**Task to complete:** Output every line of the data exactly as it appears.
Start of Data section
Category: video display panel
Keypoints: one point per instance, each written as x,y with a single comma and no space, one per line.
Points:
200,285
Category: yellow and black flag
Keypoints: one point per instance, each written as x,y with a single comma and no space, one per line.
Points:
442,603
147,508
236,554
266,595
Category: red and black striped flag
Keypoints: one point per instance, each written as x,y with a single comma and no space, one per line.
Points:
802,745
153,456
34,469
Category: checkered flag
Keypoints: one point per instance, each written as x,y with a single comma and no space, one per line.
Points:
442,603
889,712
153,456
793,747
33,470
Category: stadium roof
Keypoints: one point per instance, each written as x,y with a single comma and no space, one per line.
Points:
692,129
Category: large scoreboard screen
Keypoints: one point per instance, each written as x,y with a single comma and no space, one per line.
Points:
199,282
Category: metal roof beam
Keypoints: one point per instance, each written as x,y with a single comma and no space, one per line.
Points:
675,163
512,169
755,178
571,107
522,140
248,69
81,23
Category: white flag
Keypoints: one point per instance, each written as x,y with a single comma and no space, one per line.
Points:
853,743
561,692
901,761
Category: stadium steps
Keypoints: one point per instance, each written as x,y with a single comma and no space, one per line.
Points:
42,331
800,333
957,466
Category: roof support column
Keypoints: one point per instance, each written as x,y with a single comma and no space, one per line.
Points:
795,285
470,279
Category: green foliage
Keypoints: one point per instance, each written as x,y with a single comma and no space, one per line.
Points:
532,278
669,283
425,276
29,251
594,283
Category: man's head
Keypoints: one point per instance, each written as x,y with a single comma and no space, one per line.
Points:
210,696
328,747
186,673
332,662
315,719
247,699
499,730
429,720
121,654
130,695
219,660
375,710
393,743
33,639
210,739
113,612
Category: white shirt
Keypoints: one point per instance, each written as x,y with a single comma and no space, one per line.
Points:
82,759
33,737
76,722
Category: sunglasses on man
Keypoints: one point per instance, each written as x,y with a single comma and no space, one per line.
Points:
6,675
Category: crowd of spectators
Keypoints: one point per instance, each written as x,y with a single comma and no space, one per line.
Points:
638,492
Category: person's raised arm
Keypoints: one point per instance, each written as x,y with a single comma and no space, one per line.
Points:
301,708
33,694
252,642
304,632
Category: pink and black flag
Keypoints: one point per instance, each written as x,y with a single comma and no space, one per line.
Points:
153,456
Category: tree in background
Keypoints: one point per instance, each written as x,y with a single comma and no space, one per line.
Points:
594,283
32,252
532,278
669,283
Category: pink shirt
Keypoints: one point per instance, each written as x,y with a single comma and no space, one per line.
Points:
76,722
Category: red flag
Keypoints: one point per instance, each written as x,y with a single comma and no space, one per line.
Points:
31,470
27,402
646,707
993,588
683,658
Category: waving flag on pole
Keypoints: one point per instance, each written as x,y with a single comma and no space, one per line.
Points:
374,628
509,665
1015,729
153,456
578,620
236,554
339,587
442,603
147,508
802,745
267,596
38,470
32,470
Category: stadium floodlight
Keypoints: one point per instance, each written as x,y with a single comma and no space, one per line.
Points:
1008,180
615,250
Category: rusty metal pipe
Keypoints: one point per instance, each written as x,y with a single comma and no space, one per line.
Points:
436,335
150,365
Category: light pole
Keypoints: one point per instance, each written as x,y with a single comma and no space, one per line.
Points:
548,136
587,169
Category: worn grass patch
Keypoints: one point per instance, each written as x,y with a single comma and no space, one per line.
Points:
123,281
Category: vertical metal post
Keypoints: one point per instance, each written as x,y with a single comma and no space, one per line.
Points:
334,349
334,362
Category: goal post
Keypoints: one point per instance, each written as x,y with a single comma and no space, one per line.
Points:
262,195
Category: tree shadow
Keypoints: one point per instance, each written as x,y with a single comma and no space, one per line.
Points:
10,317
End of Data section
**Response below:**
Category: video display panel
Keypoints: one point per instance, each written as x,y with a single comma and no space, one per line.
Points:
200,285
Category: yellow and black flag
Keypoints: one point per instance, each written as x,y with a single comma and no space, one per line.
Points:
442,603
147,508
236,554
266,595
Category: red and black striped flag
Keypoints: one point per instance, each written as x,y with a single comma and no space, one per line.
Points:
802,745
153,456
34,469
Category: checkered flag
Keypoints: one point per instance, each written as x,y with a single comma and no space, one per line.
Points:
442,603
889,712
153,456
793,747
33,470
Category: stadium roof
Keypoints: one point per instance, each written as x,y with a single comma and no space, one per line.
Points:
692,129
Category: large scoreboard screen
Keypoints: one point per instance, each written as x,y with a single comma and no space, one per line.
Points:
199,282
Category: metal roof beam
Keypoints: one point per instance, each written as x,y with a single comma and no space, one per line.
Points:
675,163
512,169
755,178
571,107
522,140
248,69
81,23
Category: white flag
Keypoints: one point per instance, each written as x,y with a single comma and no space, one per line.
Points:
853,743
561,692
901,761
Category: stadium steps
Keypoints: one point per instance, each written as x,y with a single comma and no space, one per line.
Points:
42,331
800,333
957,466
Category: roof support column
Keypoints: one point per instance, each written as x,y with a single comma and no space, one per line.
Points:
795,285
470,279
Category: green foliage
Keypoints: one point per instance, each written as x,y with a single comma and no space, one per line.
Points:
532,278
669,283
425,276
29,251
594,283
Category: man's head
Keypoints: one point per instance, each written as x,y with a single comma and no space, one per line.
Points:
210,696
328,747
186,673
332,662
315,719
247,699
499,730
429,720
121,654
130,695
219,660
375,710
393,743
33,639
210,739
113,612
Category: white shirt
Keypoints: one point per instance, each written as x,y with a single comma and no space, one per line.
Points:
82,759
33,737
76,722
Category: sunglasses on man
Keypoints: one point per instance, each written as x,y with a single comma and no space, one per line.
Points:
6,675
Category: crowd of spectators
Keypoints: one point per instance, each written as x,y with a single comma and no space, one per line.
Points:
638,492
Category: person's raised arm
Keypoints: one point per instance, each written as x,y with a single comma and no space, one per line.
Points:
301,708
33,694
252,642
304,632
Category: pink and black flag
Keypoints: one point per instance, each written as x,y with a single comma and no space, one per line.
Points:
153,456
Category: tree in background
Keypoints: one point per instance, each written as x,y with a single comma and no space, one per line.
Points:
594,283
32,252
532,278
669,283
Category: pink shirt
Keypoints: one point per instance, each written as x,y with a single comma and no space, one per line.
Points:
76,722
Category: red flag
Keypoints: one point per instance, each written as x,y with a single comma and no space, one per line.
Points:
31,470
27,402
646,707
993,588
683,658
Category: waving flag on pole
Keypoints: one point per instance, each written as x,y with a single comma and no space, one per line.
Points:
374,628
509,665
1015,729
153,456
578,620
236,554
339,587
442,603
147,508
802,745
267,596
38,470
32,470
Category: stadium floodlight
Keypoints: one point per instance, each written as x,y with a single comma and no space, one per line.
Points:
1008,180
615,250
Category: rusty metal pipe
Keypoints: one point per instance, each written as x,y with a single comma and no space, one per line.
Points:
436,335
150,365
Category: light pole
Keypoints: one point per instance, each written as x,y with a single comma and no space, one per line.
Points:
548,136
587,169
Category: worn grass patch
Keypoints: one point per instance, each written as x,y with a single comma and no space, one per line.
Points:
123,281
Category: vertical metal post
Keypoints: one point per instance, each written as x,y with a single comma and no space, one per line.
Points:
334,349
334,362
Category: goal post
Keypoints: one point per instance, each written as x,y with a single comma and no space, one per line.
Points:
262,195
Category: tree shadow
Keypoints: one point per instance, each written as x,y with a single comma and no space, one per line.
Points:
10,317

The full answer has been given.